◆ Items for identifying locations ◆
## START
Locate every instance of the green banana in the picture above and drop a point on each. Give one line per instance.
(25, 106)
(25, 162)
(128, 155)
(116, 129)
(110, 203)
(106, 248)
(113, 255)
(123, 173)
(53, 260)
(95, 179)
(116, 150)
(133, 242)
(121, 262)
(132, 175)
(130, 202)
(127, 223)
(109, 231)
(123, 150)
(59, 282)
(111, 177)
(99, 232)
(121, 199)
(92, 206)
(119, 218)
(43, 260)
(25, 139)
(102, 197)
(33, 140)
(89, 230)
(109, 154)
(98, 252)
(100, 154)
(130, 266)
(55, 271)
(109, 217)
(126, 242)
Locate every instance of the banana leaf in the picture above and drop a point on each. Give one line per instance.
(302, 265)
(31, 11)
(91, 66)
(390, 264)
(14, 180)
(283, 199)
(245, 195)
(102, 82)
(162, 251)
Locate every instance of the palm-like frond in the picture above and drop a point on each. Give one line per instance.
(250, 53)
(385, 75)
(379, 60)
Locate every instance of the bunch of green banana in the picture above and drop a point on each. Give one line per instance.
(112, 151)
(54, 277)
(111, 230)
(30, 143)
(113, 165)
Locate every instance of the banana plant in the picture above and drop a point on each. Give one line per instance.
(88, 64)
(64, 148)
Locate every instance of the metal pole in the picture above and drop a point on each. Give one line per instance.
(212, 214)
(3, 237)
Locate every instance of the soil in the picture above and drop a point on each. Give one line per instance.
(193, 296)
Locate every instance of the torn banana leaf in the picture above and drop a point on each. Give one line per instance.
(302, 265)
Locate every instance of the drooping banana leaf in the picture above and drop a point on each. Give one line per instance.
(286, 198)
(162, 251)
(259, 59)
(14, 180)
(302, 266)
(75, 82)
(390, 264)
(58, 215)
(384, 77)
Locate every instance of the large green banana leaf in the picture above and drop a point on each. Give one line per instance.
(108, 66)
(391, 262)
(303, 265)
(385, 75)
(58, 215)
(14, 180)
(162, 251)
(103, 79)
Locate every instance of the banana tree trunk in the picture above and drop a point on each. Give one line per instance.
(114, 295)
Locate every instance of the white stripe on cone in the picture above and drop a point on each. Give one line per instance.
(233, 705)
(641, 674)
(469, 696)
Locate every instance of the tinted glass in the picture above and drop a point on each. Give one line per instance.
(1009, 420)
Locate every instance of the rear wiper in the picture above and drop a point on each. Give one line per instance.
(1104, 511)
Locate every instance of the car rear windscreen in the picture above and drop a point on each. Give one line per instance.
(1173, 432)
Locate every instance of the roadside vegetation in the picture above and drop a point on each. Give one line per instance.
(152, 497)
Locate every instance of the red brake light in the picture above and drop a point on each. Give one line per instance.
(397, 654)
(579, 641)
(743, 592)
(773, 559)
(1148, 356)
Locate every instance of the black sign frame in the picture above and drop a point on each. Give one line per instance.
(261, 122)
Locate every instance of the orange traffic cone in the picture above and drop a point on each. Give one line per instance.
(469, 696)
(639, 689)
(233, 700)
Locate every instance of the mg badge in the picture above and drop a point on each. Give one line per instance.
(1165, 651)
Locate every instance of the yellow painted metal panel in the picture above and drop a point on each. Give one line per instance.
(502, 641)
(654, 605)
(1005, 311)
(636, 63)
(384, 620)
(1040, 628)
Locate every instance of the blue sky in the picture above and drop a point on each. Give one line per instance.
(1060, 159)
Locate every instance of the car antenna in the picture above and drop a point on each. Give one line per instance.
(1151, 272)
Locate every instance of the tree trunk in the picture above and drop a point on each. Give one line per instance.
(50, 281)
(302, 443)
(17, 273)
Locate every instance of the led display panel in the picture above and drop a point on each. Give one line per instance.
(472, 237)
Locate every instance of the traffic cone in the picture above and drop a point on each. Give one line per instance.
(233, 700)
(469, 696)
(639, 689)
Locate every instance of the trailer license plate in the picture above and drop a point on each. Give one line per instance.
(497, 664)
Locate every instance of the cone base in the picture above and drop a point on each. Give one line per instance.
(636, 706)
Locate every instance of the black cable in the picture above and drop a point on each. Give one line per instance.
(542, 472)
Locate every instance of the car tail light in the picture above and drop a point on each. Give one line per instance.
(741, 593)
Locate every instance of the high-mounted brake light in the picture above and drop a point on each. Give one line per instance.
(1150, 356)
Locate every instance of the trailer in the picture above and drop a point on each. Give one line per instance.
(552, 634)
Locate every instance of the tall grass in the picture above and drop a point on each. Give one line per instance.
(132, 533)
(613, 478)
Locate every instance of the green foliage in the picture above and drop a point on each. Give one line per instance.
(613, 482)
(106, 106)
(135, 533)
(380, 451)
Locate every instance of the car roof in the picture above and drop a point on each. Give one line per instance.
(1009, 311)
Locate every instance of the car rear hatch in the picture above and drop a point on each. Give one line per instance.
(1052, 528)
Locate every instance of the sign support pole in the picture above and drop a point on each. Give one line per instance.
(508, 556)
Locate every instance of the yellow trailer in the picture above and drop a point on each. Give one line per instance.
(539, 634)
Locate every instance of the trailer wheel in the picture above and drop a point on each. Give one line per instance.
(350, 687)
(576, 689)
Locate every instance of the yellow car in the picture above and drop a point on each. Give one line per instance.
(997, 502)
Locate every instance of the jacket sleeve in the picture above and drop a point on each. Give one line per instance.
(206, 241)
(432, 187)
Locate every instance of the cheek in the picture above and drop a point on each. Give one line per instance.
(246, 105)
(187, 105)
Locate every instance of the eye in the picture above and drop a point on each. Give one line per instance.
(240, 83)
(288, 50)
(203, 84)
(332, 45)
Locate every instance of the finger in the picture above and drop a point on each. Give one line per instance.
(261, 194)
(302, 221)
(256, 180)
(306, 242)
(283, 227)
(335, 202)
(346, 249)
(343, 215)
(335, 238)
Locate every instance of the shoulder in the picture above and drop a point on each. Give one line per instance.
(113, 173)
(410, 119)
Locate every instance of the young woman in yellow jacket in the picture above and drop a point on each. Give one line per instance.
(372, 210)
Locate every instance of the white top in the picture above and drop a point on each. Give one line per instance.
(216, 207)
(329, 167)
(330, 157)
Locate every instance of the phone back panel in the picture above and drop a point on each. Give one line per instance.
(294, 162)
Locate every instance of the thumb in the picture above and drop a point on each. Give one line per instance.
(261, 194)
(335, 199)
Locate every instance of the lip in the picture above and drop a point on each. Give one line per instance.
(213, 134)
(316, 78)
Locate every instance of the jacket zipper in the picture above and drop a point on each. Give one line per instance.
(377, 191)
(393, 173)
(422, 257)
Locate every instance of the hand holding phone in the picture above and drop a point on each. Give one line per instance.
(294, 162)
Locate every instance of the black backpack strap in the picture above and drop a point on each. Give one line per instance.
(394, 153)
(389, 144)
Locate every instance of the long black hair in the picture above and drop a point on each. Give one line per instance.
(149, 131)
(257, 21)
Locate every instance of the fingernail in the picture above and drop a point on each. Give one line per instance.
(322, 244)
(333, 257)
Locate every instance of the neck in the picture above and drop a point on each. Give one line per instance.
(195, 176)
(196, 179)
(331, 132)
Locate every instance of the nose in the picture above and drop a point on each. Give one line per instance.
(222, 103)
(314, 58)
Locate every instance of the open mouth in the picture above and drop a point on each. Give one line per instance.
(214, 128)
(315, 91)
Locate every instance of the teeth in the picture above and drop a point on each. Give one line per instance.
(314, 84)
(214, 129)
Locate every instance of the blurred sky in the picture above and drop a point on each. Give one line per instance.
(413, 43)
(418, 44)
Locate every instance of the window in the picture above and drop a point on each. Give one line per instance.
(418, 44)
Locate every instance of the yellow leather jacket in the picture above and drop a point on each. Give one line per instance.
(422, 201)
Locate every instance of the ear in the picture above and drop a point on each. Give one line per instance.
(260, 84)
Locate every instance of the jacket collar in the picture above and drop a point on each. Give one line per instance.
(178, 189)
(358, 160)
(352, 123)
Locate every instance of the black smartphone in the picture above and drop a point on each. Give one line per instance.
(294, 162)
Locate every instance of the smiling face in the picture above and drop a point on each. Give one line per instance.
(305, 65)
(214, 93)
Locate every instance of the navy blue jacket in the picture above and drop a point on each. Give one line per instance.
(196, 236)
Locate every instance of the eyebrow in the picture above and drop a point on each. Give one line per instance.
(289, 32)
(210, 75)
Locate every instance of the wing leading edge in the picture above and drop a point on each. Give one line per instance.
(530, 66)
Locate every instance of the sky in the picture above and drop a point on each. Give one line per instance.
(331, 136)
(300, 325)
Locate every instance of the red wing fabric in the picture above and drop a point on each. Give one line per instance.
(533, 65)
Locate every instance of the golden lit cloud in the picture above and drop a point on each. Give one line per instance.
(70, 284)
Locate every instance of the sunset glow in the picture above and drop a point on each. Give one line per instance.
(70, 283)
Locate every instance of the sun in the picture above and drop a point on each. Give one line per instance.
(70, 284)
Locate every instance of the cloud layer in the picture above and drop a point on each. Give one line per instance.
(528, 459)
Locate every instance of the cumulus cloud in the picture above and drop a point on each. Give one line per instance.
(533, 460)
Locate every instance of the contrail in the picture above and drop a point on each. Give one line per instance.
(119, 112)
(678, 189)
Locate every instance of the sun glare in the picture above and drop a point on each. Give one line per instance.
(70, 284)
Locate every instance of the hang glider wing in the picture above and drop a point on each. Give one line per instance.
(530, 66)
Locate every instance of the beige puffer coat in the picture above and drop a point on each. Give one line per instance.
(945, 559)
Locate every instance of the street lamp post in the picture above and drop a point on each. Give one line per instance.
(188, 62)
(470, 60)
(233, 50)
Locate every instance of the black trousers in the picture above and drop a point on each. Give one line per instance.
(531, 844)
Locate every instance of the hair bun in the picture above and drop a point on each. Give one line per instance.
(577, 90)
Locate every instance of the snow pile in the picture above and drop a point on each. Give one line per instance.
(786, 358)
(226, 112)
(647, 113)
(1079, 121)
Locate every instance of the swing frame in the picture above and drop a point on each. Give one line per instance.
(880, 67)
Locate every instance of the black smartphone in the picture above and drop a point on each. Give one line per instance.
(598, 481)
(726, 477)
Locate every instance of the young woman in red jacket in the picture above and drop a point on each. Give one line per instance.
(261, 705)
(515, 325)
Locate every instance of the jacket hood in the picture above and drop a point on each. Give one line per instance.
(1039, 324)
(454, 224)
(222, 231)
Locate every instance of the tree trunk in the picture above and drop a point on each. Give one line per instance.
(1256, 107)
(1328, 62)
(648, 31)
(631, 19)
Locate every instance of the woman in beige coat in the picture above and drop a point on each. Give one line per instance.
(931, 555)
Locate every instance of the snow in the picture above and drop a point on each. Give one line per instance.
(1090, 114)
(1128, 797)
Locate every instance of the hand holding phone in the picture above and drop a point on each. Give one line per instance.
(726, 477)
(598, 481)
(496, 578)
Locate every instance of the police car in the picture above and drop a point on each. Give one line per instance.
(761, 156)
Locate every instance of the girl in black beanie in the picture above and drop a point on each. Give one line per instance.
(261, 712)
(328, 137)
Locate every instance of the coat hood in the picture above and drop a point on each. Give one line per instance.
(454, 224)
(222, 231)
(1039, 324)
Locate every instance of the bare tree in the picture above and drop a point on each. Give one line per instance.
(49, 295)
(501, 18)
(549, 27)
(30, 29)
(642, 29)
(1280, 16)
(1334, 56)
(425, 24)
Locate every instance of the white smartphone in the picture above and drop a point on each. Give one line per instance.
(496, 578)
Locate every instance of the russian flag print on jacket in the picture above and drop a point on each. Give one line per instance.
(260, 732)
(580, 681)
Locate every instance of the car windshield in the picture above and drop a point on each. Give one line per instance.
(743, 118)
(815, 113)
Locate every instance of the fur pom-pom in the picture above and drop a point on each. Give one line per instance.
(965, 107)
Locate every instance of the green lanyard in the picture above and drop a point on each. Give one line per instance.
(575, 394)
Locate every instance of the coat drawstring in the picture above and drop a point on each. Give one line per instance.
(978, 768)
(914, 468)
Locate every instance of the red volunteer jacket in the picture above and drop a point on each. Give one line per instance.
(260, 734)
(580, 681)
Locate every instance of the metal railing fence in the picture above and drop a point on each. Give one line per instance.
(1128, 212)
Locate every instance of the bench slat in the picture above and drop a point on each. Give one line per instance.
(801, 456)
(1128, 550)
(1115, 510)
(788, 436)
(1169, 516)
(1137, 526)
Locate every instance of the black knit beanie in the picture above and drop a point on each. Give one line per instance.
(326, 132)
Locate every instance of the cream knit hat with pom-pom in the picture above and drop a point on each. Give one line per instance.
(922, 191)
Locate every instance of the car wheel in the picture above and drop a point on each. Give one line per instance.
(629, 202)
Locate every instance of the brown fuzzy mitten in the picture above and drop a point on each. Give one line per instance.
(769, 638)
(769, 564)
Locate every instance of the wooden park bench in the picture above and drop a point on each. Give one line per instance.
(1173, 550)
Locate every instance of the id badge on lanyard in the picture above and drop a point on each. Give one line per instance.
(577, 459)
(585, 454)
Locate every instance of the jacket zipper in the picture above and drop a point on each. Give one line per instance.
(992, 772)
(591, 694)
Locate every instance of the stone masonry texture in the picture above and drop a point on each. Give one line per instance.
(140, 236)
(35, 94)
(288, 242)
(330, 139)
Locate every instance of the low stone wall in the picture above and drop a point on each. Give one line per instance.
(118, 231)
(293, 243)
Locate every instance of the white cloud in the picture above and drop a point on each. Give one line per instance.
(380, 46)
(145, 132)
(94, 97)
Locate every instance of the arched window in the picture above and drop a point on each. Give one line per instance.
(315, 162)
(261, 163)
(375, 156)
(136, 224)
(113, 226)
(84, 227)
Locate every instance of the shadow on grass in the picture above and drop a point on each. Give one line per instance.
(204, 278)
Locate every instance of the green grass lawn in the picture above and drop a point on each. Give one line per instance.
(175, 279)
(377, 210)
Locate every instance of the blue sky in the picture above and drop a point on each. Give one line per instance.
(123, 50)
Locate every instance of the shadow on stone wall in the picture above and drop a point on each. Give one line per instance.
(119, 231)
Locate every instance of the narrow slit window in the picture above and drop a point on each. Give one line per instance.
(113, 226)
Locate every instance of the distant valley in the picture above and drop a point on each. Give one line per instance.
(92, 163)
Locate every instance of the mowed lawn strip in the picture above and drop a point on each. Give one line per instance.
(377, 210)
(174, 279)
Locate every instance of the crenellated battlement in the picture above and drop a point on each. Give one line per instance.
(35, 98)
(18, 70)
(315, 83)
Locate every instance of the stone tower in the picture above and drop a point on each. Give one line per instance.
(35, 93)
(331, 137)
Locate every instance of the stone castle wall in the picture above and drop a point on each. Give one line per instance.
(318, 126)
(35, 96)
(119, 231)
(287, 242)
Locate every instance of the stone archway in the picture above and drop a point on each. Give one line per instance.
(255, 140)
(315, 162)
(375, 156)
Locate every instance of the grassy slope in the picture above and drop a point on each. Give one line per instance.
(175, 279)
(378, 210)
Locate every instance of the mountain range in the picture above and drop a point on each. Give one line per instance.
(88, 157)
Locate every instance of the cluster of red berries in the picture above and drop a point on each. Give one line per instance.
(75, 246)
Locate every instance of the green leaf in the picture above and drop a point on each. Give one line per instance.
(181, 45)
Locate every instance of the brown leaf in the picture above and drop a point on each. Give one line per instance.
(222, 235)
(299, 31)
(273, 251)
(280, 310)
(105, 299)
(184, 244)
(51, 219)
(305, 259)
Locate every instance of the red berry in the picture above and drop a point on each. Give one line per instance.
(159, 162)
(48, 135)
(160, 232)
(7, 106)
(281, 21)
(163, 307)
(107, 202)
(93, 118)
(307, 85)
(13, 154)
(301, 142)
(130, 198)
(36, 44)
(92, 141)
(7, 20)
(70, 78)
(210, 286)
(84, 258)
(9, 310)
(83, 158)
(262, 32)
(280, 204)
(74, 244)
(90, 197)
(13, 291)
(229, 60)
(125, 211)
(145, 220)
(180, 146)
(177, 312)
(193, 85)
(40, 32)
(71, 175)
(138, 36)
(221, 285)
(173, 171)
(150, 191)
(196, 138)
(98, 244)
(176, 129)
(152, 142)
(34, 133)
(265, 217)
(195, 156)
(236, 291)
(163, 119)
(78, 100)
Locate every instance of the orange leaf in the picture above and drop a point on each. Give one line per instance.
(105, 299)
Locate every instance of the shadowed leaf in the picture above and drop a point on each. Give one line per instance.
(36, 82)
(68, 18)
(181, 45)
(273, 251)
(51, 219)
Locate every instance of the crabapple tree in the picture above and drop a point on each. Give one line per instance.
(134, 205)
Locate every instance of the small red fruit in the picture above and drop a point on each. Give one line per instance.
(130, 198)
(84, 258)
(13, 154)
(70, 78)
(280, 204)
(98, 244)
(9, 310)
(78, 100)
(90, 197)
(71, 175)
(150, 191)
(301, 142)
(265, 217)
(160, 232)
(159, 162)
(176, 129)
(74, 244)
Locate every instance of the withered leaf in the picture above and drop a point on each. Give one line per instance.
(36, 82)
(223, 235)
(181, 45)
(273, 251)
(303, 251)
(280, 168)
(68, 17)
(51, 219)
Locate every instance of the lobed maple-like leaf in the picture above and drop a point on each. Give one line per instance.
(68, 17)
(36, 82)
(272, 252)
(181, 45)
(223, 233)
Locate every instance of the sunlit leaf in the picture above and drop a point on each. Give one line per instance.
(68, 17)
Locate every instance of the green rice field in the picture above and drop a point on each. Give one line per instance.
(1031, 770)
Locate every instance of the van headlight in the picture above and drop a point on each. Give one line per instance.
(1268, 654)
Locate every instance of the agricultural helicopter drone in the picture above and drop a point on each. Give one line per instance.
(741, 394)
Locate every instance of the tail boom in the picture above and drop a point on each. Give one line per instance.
## END
◆ THE PROBLEM ◆
Reproduce the lines of the listing above word for word, starting at the line that contains "Locate every instance of the green rice" and ending with the final line of the listing.

◆ THE SOLUTION ◆
Locate every instance of the green rice field in the picture above and drop a point on each. Give one line per instance.
(1031, 770)
Locate every instance of the van headlight in the picture above and drop a point on each. Give one line per instance.
(1268, 654)
Locate every instance of the agricultural helicopter drone in the picture above and drop a point on each. Give one line per instance.
(741, 394)
Locate every instance of the tail boom in the picture above and drop a point on each. Give one line per instance.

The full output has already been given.